#### Text extract:
..............................

The Flinch

Get This Book: Julien Smith's "The Flinch" by J.C. Hutchins

Ah. You're here! Awesome. Make yourself at home. Take a load off. Put your feet up on my digital coffee table. Fire up the XBox. Hell, drink straight from the milk carton. Mi casa es su casa, right? Get really comfy, at least for a few paragraphs. Enjoy it while you can. Because the mind-wracking anxiety and discomfort will come soon enough ... and trust me: that's a good thing.

I want you to meet somebody I appreciate and admire. Dude's name is Julien Smith. I've followed his work for years. He updates his blog in hurricane bursts of creativity, intensity and razor-sharp insight -- often writing about how this titanic Internet thing affects how we perceive and interact with the world. He's co-host (with other whip-smart folk) on a podcast that, at its core, explores the topic of how we communicate online. Well beyond the social media nerdsphere, he's best known as the New York Times bestselling co-author of Trust Agents, the most resonant book about online relationship-building I've ever read.

..............................

#### Material supplied:
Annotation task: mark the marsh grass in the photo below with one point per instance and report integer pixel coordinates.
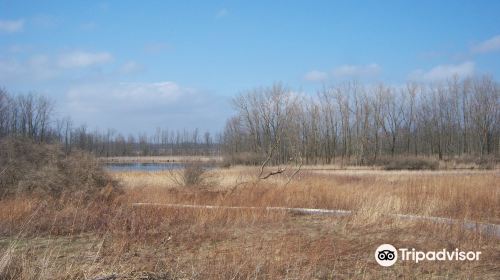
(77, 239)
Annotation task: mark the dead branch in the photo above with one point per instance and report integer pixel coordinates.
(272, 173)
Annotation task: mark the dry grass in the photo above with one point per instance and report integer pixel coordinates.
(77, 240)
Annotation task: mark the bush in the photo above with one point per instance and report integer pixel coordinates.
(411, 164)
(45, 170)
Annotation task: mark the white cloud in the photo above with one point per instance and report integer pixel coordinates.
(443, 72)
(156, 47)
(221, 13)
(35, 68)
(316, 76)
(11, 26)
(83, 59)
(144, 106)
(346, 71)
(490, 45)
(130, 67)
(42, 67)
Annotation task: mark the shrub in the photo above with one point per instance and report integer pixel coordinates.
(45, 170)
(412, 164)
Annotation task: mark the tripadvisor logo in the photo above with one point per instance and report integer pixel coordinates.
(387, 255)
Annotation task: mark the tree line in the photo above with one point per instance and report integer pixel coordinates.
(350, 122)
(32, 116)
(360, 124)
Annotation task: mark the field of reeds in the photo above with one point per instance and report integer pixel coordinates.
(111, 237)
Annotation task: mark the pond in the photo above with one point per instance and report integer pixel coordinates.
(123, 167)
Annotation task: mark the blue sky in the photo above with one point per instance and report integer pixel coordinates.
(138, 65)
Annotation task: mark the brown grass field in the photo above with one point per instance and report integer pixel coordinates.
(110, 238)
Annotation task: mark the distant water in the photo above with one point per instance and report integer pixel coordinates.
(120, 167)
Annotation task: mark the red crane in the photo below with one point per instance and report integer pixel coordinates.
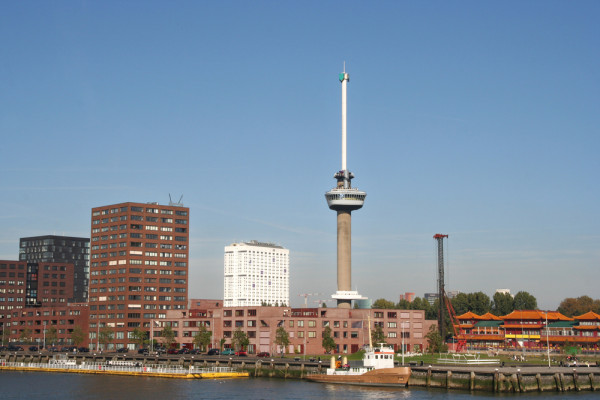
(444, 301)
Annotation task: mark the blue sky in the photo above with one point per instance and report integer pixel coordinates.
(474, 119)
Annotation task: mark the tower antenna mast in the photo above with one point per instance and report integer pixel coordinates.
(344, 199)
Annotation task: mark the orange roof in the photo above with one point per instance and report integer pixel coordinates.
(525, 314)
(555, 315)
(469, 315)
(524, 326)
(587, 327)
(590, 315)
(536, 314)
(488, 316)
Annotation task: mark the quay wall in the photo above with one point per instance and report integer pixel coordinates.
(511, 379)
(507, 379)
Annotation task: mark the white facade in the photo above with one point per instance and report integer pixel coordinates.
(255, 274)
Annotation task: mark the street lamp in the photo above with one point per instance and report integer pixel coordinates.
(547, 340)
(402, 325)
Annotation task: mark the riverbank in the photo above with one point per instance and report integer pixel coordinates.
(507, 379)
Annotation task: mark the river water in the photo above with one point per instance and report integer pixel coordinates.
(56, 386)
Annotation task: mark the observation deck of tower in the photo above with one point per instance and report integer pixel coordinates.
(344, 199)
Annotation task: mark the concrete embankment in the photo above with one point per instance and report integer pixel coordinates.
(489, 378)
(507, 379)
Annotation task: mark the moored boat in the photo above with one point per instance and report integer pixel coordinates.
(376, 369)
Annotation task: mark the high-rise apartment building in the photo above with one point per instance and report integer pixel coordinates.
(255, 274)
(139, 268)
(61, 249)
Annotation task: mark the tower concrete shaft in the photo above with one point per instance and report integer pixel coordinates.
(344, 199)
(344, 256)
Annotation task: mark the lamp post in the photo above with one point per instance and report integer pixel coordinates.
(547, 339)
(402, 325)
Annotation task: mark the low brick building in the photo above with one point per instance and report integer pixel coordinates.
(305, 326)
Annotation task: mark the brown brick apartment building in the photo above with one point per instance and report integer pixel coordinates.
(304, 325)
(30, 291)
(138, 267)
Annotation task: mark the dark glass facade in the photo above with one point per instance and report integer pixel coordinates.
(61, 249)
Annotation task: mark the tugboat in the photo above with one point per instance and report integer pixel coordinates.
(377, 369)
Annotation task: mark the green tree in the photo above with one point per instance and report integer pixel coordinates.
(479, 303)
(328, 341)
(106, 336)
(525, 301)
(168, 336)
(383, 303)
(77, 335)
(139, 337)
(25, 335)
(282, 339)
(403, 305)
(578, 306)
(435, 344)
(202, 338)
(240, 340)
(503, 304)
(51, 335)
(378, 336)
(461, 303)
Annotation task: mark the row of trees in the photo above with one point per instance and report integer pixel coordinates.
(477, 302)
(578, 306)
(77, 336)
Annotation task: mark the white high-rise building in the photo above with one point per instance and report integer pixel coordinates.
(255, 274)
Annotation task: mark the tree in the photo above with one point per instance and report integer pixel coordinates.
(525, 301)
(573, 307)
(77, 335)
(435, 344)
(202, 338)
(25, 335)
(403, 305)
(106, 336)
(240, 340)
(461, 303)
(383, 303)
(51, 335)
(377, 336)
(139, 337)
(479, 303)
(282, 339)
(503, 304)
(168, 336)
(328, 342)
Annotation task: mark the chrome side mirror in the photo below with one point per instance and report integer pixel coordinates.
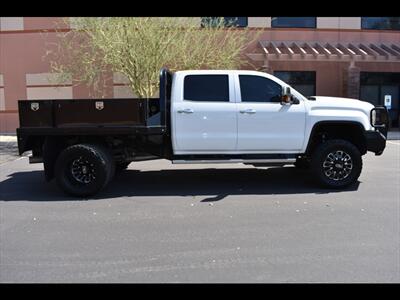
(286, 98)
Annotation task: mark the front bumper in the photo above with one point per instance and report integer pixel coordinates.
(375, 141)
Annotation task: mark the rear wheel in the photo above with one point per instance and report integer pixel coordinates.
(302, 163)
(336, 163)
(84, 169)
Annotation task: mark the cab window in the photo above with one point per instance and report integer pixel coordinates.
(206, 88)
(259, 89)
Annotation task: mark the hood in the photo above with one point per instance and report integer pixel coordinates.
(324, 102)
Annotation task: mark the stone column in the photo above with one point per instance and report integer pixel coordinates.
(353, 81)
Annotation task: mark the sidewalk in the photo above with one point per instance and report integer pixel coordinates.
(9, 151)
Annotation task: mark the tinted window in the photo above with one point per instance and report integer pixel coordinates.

..............................

#### Objectives:
(1) In the post about Julien Smith's "The Flinch," list every action the writer invites the reader to take, from "Make yourself at home" through "Get really comfy."
(2) Write out the part of the post about Julien Smith's "The Flinch" that opens with the words containing "Get This Book: Julien" and closes with "that's a good thing.".
(3) According to the post about Julien Smith's "The Flinch," what is Smith best known as beyond the social media nerdsphere?

#### Answers in order:
(1)
Make yourself at home
Take a load off
Put your feet up on my digital coffee table
Fire up the XBox
Drink straight from the milk carton
Get really comfy

(2)
Get This Book: Julien Smith's "The Flinch" by J.C. Hutchins

Ah. You're here! Awesome. Make yourself at home. Take a load off. Put your feet up on my digital coffee table. Fire up the XBox. Hell, drink straight from the milk carton. Mi casa es su casa, right? Get really comfy, at least for a few paragraphs. Enjoy it while you can. Because the mind-wracking anxiety and discomfort will come soon enough ... and trust me: that's a good thing.

(3) He is best known as the New York Times bestselling co-author of Trust Agents.